Your objective:
Please filter the entries for the word "white" and copy every line that has it.

Exercise data:

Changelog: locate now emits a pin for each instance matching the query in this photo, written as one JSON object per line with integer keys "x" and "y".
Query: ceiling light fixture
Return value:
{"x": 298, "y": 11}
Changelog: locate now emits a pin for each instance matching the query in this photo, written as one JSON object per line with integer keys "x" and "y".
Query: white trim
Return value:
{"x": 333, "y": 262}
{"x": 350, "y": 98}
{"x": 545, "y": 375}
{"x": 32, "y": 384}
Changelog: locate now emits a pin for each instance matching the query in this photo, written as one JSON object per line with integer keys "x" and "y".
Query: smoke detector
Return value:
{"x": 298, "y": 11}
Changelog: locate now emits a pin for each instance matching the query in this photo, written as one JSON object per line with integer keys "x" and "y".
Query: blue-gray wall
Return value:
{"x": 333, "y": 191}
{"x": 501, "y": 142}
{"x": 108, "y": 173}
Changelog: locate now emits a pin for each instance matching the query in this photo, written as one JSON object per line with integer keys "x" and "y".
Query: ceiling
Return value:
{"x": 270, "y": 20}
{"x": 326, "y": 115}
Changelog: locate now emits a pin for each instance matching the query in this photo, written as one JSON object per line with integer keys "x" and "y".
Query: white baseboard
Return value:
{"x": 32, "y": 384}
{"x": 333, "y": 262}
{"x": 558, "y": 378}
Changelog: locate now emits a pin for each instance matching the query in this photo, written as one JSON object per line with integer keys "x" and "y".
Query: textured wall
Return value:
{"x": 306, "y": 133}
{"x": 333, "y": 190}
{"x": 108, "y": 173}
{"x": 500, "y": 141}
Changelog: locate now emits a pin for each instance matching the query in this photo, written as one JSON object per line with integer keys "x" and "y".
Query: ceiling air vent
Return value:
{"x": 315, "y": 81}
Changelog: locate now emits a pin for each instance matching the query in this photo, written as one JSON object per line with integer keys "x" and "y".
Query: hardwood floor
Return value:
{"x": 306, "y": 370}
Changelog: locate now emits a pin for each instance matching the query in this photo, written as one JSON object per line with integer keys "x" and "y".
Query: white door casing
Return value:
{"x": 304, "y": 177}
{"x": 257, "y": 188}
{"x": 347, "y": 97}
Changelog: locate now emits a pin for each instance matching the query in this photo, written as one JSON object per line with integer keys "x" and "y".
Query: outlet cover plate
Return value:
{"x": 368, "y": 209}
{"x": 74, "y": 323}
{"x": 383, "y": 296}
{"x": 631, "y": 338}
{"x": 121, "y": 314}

Completed exercise:
Query: white trim
Query: white baseboard
Query: white door casing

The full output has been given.